EXTRAIT SOURCE ->

***

Dans d’autres cas, ceux qui ont purgé une peine de prison ont été accueillis comme des héros dans leurs communautés locales, ce qui crée une atmosphère de division, de déni et de glorification. Le génocide de Srebrenica est l’un des crimes de guerre les plus graves commis au XXe siècle et la diffusion d’une culture du souvenir et de la commémoration incombe aux institutions, aux associations de survivant·e·s et aux générations futures.
« Trente ans après le génocide de Srebrenica, la douleur et la lutte des survivant·e·s n’ont pas cessé. Bien que la justice internationale ait fait des progrès significatifs, de nombreux responsables évitent encore de faire face aux institutions judiciaires, tandis que les survivant·e·s attendent la vérité et la reconnaissance. En tant que société, nous ne devons pas permettre que le déni et l’impunité deviennent la norme. TRIAL International reste engagé dans la lutte pour la justice, le soutien aux survivant·e·s et la préservation de la culture du souvenir – parce que seule la vérité peut être le fondement d’une paix durable et de la dignité », a déclaré le chef de programme du bureau de TRIAL International en Bosnie-Herzégovine, Klaudia Kuljuh.
Kada Hotić, vice-présidente de l’Association du mouvement des mères des enclaves de Srebrenica et de Žepa et survivante du génocide de Srebrenica a souligné qu’il est toujours nécessaire de trouver les fosses communes.
« Il y a de moins en moins de gens qui connaissent l’existence des tombes, certains se taisent encore, et ceux qui ont commis un génocide le nient. Ils devraient cesser de nier et accepter la vérité. La vérité est le remède à tout. La commémoration sert à se souvenir des personnes assassinées, à se souvenir de la souffrance, à revenir à une vie normale », a déclaré la mère de Srebrenica Kada, tout en envoyant un message aux jeunes pour leur dire que cela devrait être une leçon pour eux de ne jamais se laisser diviser.
Nura Begović, la présidente de l’Association des femmes de Srebrenica de Tuzla et survivante du génocide de Srebrenica a déclaré qu’elle ressentait de la tristesse et de la douleur avant la commémoration du 30e anniversaire du génocide de Srebrenica.
« Ce qui nous fait le plus mal, c’est que 150 corps ont été identifiés, mais que les familles n’acceptent pas leur exhumation en raison du petit nombre de restes. Nous avons lancé un appel aux familles, il serait bon qu’elles l’acceptent pour que ces ossements puissent être retrouvés. J’ai trouvé un os de mon frère et cela signifie beaucoup pour moi, mais maintenant les réexhumations ont également lieu. Nous ne les laisserons pas tomber dans l’oubli, nous exigeons que tou·te·s les disparu·e·s soient retrouvé·e·s et identifié·e·s, et ceux qui n’ont pas donné d’échantillons de sang pour leurs proches, il serait bon qu’ils le fassent », a déclaré Nura, ajoutant que de nombreuses mères n’ont pas attendu de retrouver leurs fils pour les enterrer.

***

LIGNES FOURNIES ->
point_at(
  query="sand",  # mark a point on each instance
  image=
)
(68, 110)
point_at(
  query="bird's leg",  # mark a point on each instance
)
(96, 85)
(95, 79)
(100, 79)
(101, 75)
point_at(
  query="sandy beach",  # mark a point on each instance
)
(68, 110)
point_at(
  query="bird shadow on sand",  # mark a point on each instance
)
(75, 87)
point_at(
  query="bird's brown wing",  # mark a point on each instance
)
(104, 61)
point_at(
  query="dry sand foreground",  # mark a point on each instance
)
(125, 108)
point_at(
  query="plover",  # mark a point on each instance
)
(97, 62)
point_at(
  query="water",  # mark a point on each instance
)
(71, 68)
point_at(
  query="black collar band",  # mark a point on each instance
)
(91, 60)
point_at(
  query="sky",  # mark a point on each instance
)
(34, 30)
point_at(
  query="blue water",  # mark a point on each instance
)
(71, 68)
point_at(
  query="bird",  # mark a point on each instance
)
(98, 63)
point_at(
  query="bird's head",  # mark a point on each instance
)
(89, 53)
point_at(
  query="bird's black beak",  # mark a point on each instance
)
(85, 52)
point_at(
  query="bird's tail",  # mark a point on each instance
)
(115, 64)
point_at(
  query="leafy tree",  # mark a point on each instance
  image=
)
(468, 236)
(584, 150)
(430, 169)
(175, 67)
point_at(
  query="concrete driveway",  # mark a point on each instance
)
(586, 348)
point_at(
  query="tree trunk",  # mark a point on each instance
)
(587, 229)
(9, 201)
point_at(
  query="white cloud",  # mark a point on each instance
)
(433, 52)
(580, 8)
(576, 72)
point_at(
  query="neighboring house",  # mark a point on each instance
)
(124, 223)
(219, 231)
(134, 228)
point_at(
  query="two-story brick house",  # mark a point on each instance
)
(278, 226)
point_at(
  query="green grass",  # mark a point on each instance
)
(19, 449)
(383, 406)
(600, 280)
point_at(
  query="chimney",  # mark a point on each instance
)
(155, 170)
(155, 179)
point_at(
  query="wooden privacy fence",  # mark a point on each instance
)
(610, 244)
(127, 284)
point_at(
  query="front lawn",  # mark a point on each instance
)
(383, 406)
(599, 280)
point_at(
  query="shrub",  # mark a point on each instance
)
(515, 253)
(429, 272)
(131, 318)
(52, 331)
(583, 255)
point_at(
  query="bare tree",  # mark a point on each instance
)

***

CONSIGNE ->
Recopiez mot pour mot le passage de l'extrait sur le génocide de Srebrenica qui commence par « Nura Begović, la » et se termine par « génocide de Srebrenica. ».

RÉSULTAT ->
Nura Begović, la présidente de l’Association des femmes de Srebrenica de Tuzla et survivante du génocide de Srebrenica a déclaré qu’elle ressentait de la tristesse et de la douleur avant la commémoration du 30e anniversaire du génocide de Srebrenica.